From the line that contains "the person in" to the last line of the data below, transcribe every line exactly. Do not include the pictures.

───── Recorded information

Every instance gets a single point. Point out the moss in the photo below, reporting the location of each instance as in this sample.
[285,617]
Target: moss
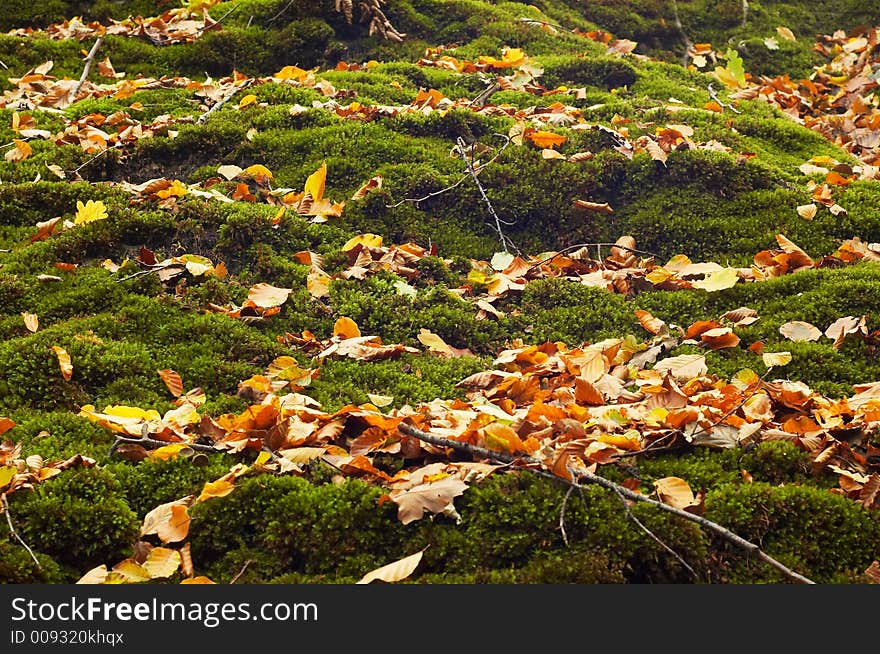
[796,524]
[79,519]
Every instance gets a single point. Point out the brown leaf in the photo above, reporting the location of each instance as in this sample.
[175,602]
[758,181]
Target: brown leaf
[31,321]
[394,571]
[172,381]
[675,491]
[64,362]
[797,331]
[434,496]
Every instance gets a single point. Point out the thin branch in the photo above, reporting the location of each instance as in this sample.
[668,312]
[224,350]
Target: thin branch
[478,169]
[152,444]
[578,246]
[88,66]
[218,21]
[241,572]
[204,117]
[506,243]
[5,504]
[76,170]
[609,485]
[641,525]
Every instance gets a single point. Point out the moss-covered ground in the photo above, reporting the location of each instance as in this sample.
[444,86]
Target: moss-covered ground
[709,205]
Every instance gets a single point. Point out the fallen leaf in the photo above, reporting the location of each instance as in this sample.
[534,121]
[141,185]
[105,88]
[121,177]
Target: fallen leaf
[396,571]
[773,359]
[31,321]
[798,331]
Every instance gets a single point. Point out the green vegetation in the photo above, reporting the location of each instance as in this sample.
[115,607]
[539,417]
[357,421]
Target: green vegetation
[121,327]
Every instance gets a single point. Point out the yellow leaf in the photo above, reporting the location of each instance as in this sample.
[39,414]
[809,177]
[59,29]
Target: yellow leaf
[786,33]
[89,212]
[675,492]
[168,452]
[267,296]
[247,100]
[718,280]
[197,580]
[315,183]
[20,152]
[161,562]
[63,362]
[394,571]
[257,171]
[346,328]
[380,401]
[219,488]
[94,576]
[367,240]
[546,139]
[772,359]
[807,211]
[6,475]
[128,572]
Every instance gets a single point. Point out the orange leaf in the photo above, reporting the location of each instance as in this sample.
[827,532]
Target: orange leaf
[63,362]
[346,328]
[172,381]
[546,139]
[266,296]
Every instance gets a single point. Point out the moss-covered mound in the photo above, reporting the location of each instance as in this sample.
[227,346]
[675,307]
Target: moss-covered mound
[731,181]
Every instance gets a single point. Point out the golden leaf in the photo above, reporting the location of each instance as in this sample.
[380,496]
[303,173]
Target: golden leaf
[394,571]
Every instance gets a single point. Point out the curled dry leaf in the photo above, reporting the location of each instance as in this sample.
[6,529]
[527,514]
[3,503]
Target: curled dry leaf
[798,331]
[396,571]
[64,362]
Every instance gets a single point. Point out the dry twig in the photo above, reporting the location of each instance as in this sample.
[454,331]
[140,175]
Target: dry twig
[87,67]
[529,463]
[5,506]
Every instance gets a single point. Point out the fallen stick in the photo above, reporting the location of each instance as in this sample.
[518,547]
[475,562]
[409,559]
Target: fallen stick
[87,67]
[591,478]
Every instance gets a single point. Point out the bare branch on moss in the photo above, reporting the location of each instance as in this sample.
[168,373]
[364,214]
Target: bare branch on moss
[530,463]
[5,505]
[87,66]
[153,444]
[216,106]
[478,169]
[506,243]
[721,103]
[372,14]
[657,539]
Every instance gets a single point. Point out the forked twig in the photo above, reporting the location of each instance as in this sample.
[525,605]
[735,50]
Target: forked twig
[88,66]
[5,504]
[591,478]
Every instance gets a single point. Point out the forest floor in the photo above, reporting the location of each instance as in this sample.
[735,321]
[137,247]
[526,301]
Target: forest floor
[493,292]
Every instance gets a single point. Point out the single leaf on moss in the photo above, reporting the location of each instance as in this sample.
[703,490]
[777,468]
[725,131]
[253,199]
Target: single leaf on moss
[172,381]
[396,571]
[89,212]
[64,362]
[161,562]
[773,359]
[798,331]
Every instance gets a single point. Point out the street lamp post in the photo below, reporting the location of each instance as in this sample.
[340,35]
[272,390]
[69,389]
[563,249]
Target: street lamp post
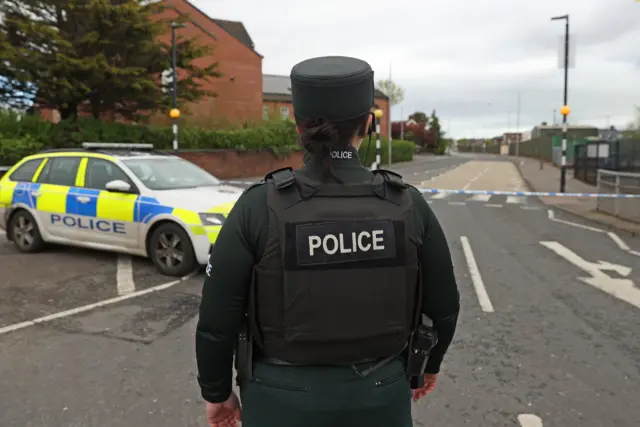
[175,113]
[565,109]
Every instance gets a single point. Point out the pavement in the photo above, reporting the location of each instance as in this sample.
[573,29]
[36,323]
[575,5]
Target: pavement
[548,179]
[549,331]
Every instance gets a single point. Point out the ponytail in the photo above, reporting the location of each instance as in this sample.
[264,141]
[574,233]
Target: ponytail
[320,137]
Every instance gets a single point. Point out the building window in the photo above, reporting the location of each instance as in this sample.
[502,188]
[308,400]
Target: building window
[284,113]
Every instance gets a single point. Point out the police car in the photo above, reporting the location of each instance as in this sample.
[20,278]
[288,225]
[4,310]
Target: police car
[117,197]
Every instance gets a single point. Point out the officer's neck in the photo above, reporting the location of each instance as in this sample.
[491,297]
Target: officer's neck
[344,157]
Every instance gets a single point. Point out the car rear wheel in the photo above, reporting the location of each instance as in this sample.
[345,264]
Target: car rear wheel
[25,233]
[171,250]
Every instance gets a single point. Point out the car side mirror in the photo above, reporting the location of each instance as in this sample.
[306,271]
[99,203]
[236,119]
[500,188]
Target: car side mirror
[118,186]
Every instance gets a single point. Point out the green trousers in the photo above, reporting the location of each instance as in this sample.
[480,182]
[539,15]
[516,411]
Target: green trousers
[296,396]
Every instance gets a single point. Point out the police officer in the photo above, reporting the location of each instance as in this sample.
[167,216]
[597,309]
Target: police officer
[319,277]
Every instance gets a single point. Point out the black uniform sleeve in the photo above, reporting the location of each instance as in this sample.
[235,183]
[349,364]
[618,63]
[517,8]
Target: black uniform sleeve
[441,299]
[224,294]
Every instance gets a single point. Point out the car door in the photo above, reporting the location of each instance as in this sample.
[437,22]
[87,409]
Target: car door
[57,177]
[112,213]
[16,188]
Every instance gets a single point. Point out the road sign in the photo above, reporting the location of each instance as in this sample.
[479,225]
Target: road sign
[623,289]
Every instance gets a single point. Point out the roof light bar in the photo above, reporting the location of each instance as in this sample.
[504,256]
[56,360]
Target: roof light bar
[116,145]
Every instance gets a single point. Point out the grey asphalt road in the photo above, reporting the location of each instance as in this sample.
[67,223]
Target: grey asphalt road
[554,347]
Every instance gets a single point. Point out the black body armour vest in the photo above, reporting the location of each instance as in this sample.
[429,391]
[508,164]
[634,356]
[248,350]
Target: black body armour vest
[338,279]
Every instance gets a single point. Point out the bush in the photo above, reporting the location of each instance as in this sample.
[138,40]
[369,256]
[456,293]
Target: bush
[21,136]
[401,151]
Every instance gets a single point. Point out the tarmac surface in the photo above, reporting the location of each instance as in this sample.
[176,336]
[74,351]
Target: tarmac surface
[549,332]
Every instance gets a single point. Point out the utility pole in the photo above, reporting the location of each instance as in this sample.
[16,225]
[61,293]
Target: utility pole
[518,134]
[565,107]
[390,105]
[175,113]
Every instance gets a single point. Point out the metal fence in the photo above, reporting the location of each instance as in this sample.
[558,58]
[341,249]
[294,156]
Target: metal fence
[621,156]
[613,182]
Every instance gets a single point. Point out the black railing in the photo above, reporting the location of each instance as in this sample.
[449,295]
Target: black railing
[621,156]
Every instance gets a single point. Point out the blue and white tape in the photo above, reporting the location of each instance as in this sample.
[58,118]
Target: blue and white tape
[501,193]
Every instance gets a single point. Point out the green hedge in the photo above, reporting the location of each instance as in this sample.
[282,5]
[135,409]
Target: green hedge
[401,151]
[20,137]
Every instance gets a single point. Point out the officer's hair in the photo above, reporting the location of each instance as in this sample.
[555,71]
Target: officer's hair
[320,137]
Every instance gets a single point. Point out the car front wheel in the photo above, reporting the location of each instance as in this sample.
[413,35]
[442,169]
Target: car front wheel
[25,233]
[171,250]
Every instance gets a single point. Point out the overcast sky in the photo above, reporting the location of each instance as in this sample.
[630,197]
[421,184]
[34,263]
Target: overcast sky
[468,59]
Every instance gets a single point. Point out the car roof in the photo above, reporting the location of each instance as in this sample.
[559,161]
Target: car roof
[116,152]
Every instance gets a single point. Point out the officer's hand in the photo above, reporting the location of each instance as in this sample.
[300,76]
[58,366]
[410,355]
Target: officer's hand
[428,387]
[225,414]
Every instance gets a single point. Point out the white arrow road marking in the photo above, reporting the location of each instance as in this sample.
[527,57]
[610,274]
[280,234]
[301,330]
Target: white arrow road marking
[618,241]
[529,420]
[552,217]
[623,289]
[476,278]
[124,275]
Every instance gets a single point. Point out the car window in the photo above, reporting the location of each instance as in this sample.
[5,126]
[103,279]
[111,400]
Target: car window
[100,172]
[26,171]
[60,171]
[169,173]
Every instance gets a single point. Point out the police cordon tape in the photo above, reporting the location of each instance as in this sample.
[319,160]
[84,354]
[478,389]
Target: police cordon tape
[498,193]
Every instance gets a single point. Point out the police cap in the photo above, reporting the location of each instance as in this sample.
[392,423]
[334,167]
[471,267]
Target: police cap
[338,88]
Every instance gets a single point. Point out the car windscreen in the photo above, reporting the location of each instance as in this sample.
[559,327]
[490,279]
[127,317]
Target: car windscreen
[169,173]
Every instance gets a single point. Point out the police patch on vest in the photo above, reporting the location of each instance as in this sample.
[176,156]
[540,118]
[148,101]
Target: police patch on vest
[350,243]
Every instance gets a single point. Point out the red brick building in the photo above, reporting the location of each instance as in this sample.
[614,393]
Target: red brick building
[239,89]
[277,102]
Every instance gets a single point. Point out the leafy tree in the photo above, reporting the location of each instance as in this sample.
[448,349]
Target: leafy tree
[104,53]
[393,91]
[419,117]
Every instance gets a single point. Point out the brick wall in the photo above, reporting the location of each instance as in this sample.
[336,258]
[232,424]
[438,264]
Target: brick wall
[230,164]
[240,88]
[273,109]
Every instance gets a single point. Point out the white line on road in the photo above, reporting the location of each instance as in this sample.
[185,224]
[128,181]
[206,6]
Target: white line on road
[552,217]
[623,289]
[481,197]
[476,278]
[124,275]
[84,308]
[618,241]
[529,420]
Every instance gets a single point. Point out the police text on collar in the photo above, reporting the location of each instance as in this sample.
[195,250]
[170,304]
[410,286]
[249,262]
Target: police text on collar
[342,154]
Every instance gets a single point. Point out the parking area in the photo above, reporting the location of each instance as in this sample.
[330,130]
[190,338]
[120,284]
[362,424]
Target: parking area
[63,280]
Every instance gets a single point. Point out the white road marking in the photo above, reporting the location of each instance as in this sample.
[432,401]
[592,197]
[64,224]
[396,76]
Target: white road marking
[529,420]
[623,289]
[476,278]
[475,178]
[84,308]
[439,196]
[515,200]
[124,275]
[621,244]
[619,241]
[572,224]
[481,197]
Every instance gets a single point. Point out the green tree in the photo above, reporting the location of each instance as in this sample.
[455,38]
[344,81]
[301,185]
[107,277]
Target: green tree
[439,141]
[104,53]
[393,91]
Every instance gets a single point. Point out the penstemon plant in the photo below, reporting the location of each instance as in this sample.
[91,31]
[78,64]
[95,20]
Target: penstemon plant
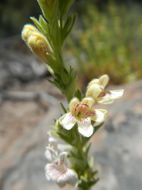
[70,163]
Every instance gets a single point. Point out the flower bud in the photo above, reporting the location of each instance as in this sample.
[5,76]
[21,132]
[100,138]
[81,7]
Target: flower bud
[39,45]
[93,91]
[103,80]
[27,31]
[73,104]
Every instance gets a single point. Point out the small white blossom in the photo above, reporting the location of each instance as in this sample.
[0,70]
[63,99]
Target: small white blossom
[60,173]
[96,90]
[56,169]
[82,113]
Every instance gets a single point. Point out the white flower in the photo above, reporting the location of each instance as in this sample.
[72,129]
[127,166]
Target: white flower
[60,173]
[56,170]
[96,90]
[83,114]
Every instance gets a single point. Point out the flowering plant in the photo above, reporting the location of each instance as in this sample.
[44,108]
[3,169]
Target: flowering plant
[81,119]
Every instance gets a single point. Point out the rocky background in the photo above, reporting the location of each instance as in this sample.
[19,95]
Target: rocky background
[28,106]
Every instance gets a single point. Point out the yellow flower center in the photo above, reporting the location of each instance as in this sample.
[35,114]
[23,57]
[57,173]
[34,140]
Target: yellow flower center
[82,111]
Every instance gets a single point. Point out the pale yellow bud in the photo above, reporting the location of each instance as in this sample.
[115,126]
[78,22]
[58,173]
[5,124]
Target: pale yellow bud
[103,80]
[73,104]
[94,91]
[94,81]
[39,45]
[88,101]
[27,31]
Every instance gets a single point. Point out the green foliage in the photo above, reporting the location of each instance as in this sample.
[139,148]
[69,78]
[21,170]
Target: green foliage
[109,42]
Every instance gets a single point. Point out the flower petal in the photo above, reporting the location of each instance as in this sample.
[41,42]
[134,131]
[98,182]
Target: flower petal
[73,104]
[50,154]
[93,91]
[107,99]
[100,116]
[52,172]
[116,93]
[89,101]
[67,121]
[69,177]
[85,127]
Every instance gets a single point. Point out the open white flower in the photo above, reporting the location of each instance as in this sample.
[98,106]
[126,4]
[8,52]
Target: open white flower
[96,90]
[83,114]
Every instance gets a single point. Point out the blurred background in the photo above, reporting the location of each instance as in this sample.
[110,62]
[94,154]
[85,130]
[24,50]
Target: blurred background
[107,38]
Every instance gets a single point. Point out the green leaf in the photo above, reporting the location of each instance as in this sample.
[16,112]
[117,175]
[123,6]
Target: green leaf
[49,8]
[69,25]
[37,23]
[64,6]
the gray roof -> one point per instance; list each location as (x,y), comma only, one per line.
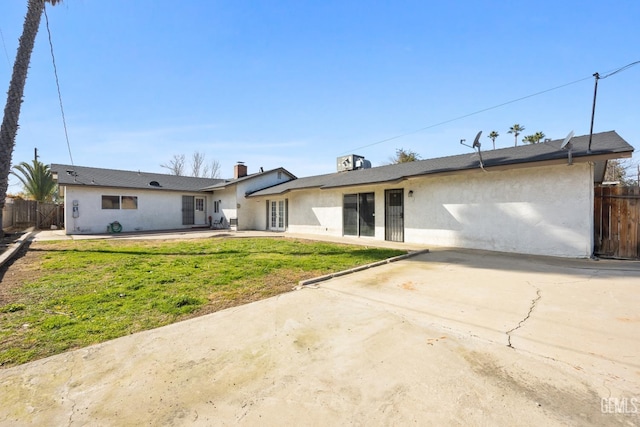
(69,175)
(604,145)
(224,183)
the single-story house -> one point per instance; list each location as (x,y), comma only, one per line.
(532,199)
(95,199)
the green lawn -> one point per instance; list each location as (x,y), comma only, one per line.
(84,292)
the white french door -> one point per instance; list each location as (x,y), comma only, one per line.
(277,215)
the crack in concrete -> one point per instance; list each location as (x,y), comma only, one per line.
(521,323)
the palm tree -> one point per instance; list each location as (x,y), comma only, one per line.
(516,130)
(37,180)
(535,138)
(9,127)
(492,136)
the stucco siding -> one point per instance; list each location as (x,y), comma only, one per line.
(251,214)
(542,211)
(315,212)
(157,210)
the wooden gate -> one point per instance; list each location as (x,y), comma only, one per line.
(617,217)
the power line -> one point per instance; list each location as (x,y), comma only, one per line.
(488,109)
(4,46)
(55,72)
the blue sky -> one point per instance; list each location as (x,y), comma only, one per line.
(298,83)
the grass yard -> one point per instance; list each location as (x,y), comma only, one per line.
(69,294)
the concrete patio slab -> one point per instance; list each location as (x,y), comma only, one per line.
(450,337)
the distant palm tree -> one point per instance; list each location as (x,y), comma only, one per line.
(535,138)
(492,136)
(516,130)
(9,127)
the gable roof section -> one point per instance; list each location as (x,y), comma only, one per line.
(224,183)
(85,176)
(606,145)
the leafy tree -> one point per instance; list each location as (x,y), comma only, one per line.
(404,156)
(175,165)
(199,168)
(9,127)
(624,171)
(516,130)
(492,136)
(37,180)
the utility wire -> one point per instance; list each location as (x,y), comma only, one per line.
(55,72)
(5,49)
(488,109)
(620,69)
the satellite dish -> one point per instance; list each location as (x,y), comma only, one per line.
(476,142)
(566,141)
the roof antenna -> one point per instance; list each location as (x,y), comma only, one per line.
(476,145)
(567,145)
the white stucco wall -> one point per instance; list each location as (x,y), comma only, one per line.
(157,210)
(316,212)
(543,211)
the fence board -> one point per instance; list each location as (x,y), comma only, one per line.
(617,217)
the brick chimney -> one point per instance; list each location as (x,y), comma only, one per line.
(239,170)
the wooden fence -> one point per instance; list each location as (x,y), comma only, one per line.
(19,213)
(617,218)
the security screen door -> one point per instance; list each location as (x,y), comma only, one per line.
(358,214)
(394,215)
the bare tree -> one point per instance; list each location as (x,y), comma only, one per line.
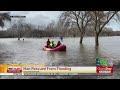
(20,27)
(99,20)
(3,17)
(80,19)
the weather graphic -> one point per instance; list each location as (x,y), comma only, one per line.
(104,65)
(104,62)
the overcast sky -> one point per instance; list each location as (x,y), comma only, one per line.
(45,17)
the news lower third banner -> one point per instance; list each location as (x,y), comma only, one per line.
(30,69)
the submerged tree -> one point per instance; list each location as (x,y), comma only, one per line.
(81,19)
(99,20)
(4,17)
(20,27)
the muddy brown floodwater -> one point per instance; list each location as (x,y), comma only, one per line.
(30,51)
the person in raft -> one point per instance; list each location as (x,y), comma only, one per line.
(48,43)
(58,43)
(52,45)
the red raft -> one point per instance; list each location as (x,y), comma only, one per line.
(59,48)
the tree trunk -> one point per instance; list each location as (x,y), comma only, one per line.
(96,39)
(81,39)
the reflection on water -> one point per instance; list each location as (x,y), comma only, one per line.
(30,51)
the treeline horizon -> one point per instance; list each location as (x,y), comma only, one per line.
(39,33)
(70,24)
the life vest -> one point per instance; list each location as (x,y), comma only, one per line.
(51,44)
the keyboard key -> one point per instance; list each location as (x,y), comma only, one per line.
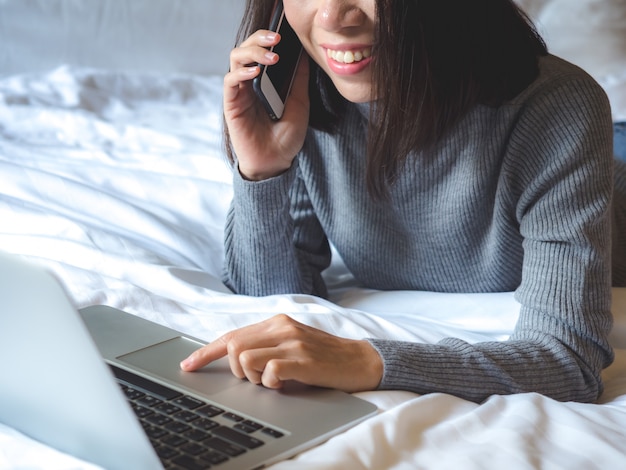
(134,380)
(186,416)
(193,449)
(214,457)
(225,447)
(177,427)
(158,419)
(205,424)
(189,403)
(150,401)
(237,437)
(167,408)
(252,424)
(273,433)
(174,440)
(244,428)
(233,417)
(132,394)
(141,411)
(189,463)
(209,411)
(196,435)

──────────

== Answer below ==
the person in raft -> one point per instance; list each location as (x,y), comma only, one per line.
(48,43)
(58,43)
(52,45)
the red raft -> one point per instance; list each location as (x,y), comma only, one per line.
(59,48)
the tree trunk -> one point per instance; list each location as (x,y), comma only, one per line.
(96,39)
(81,39)
the reflection on water -> one point per instance; list each location as (x,y), comma only, one per line.
(30,51)
the treeline horizon -> one point per instance; list each location as (x,y), comma only, one per line.
(39,33)
(70,24)
the life vest -> one point per instance; list each location as (x,y), comma only, one per line.
(51,44)
the keyboard key -> one point per instance; list each location as (x,y), comma only, one per line.
(134,380)
(186,416)
(193,449)
(214,457)
(225,447)
(177,427)
(158,419)
(205,424)
(189,403)
(150,401)
(237,437)
(167,408)
(252,424)
(273,433)
(174,440)
(244,428)
(233,417)
(132,394)
(141,411)
(189,463)
(209,411)
(196,435)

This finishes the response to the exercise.